▶ **THE EXERCISE**: Can you give the lines below as a numbered list, with any blank lines left out?

╭──

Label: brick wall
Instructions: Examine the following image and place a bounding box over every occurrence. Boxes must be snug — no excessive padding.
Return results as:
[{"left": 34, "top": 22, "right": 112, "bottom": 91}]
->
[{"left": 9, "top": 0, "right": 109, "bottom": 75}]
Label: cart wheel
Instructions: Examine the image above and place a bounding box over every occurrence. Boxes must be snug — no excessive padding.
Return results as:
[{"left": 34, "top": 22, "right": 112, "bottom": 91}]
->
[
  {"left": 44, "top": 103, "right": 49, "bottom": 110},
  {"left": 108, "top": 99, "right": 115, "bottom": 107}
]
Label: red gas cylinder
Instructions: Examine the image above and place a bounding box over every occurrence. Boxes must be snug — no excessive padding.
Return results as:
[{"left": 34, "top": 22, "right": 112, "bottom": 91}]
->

╰──

▶ **ANSWER TO THE PROBLEM**:
1. Label: brick wall
2. Instructions: Examine the following image and place a bounding box over every occurrence. Boxes must be snug — no excessive padding.
3. Return results as:
4. [{"left": 34, "top": 22, "right": 112, "bottom": 91}]
5. ->
6. [{"left": 9, "top": 0, "right": 109, "bottom": 75}]
7. Label: cart wheel
8. Instructions: Examine the image above and place a bounding box over every occurrence. Boxes must be snug — no excessive padding.
9. Return results as:
10. [{"left": 34, "top": 22, "right": 112, "bottom": 91}]
11. ->
12. [
13.   {"left": 44, "top": 103, "right": 49, "bottom": 110},
14.   {"left": 108, "top": 99, "right": 115, "bottom": 107}
15. ]
16. Label: red gas cylinder
17. Instructions: Examine the image above and place a bounding box over every occurrence. Boxes must be snug — no excessive padding.
18. Return results as:
19. [{"left": 34, "top": 22, "right": 112, "bottom": 91}]
20. ->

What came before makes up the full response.